### TEXTO SELECCIONADO
######
Promueve una cultura más igualitaria y diversa, ¿pero servirá para abandonar la noción de que las mujeres constituimos una excepción?

Tres preguntas suelen captar la atención en los debates en torno a la representación política: qué es la representación, cómo y cuándo se produce y quiénes son los representantes. Una cuarta pregunta subyace a todas ellas cuando nos ponemos los anteojos violetas. ¿Qué determina el acceso al cargo público?

Parecería que la probabilidad de acceder a cargos de representación no depende tanto de cuestiones normativas sino de la presencia de ciertas condiciones mayoritarias que poco tienen que ver con la idoneidad para ocupar cargos públicos. Es por esto que la cuestión sobre quién es ?y más importante aún, quién no es? seleccionade para conformar una lista es crucial para comprender qué calidad de democracia representativa tenemos y qué calidad de representación democrática ostentamos.
######
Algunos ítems
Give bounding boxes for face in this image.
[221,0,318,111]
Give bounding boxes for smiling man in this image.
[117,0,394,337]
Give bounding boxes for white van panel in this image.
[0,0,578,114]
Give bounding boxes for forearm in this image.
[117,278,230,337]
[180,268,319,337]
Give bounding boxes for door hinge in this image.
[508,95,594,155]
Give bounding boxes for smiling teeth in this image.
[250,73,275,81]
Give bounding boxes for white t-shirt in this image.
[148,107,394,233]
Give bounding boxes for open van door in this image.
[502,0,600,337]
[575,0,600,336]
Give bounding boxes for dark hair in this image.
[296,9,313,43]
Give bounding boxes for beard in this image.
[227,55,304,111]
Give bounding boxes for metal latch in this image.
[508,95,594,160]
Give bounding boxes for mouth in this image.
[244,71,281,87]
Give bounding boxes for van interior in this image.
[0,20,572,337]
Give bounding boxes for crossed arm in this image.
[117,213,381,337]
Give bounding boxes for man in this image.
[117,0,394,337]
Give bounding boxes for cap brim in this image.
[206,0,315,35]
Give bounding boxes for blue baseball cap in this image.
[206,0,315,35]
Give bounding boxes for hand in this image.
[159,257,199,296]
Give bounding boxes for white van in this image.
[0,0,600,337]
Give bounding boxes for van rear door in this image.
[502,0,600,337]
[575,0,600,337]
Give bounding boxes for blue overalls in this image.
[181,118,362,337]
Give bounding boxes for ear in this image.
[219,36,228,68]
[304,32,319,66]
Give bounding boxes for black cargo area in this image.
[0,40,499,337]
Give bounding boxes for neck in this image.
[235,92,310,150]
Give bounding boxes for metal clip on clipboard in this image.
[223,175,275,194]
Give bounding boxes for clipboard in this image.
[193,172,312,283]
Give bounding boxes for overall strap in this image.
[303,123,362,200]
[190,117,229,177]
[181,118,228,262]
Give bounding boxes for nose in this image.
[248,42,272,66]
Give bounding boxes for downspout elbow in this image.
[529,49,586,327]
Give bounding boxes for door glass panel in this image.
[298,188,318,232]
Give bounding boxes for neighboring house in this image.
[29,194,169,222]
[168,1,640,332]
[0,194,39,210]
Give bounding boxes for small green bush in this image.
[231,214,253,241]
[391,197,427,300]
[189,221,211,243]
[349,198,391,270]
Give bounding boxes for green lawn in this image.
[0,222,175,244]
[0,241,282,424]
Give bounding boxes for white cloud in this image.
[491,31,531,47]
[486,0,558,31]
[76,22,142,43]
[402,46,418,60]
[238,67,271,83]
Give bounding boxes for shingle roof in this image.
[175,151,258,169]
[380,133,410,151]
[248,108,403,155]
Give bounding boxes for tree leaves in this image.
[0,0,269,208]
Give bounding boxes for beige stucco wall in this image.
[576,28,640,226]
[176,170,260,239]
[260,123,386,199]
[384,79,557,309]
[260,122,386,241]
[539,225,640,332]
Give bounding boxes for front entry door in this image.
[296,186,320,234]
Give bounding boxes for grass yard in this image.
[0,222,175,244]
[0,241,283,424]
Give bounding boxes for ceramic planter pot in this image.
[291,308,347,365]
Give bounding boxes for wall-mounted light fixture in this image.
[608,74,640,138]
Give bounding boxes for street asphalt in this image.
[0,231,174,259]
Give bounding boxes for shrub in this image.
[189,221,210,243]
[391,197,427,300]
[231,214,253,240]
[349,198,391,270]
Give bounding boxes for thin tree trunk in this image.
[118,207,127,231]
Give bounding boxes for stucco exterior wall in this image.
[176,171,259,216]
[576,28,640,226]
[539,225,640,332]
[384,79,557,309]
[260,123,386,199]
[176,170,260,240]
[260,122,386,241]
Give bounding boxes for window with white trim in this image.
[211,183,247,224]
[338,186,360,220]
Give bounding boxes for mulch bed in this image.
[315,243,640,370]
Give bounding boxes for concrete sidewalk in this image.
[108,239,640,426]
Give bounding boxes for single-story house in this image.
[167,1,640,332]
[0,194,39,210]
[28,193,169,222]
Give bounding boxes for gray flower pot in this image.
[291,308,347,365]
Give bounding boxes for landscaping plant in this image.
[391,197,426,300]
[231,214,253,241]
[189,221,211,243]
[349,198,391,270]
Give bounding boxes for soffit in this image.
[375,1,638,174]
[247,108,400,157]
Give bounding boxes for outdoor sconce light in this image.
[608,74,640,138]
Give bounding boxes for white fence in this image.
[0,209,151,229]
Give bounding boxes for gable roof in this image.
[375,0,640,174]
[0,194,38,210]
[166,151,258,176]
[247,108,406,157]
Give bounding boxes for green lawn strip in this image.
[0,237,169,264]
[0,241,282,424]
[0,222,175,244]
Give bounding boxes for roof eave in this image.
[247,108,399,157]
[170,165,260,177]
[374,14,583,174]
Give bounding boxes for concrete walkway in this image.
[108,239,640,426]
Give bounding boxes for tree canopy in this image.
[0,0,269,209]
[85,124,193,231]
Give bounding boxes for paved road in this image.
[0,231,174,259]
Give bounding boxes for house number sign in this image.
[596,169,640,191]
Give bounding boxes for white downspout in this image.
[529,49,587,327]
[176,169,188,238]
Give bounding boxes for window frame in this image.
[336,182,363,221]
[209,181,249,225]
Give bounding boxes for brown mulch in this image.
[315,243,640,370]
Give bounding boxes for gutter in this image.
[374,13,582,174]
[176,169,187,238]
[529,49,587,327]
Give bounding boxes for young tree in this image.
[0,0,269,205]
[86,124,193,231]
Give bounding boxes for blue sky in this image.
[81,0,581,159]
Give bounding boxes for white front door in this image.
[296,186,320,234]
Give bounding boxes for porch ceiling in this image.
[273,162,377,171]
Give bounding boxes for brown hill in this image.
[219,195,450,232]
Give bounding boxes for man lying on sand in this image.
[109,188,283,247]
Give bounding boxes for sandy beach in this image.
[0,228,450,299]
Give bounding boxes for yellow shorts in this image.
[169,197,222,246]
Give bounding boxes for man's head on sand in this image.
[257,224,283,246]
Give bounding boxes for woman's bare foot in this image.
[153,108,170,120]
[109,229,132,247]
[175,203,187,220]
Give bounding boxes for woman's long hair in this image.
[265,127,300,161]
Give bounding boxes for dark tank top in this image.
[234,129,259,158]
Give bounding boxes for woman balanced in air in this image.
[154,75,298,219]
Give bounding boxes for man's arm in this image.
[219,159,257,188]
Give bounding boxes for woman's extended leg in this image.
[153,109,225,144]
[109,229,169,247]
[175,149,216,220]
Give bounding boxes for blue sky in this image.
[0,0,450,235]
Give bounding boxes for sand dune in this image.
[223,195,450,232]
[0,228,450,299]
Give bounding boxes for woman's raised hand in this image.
######
### PROBLEMA PLANTEADO
Devuelva el texto seleccionado completo, sin alterar una sola palabra ni signo. Los ítems no tienen ningún papel en este ejercicio.

### SOLUCIÓN PROPUESTA
Promueve una cultura más igualitaria y diversa, ¿pero servirá para abandonar la noción de que las mujeres constituimos una excepción?

Tres preguntas suelen captar la atención en los debates en torno a la representación política: qué es la representación, cómo y cuándo se produce y quiénes son los representantes. Una cuarta pregunta subyace a todas ellas cuando nos ponemos los anteojos violetas. ¿Qué determina el acceso al cargo público?

Parecería que la probabilidad de acceder a cargos de representación no depende tanto de cuestiones normativas sino de la presencia de ciertas condiciones mayoritarias que poco tienen que ver con la idoneidad para ocupar cargos públicos. Es por esto que la cuestión sobre quién es ?y más importante aún, quién no es? seleccionade para conformar una lista es crucial para comprender qué calidad de democracia representativa tenemos y qué calidad de representación democrática ostentamos.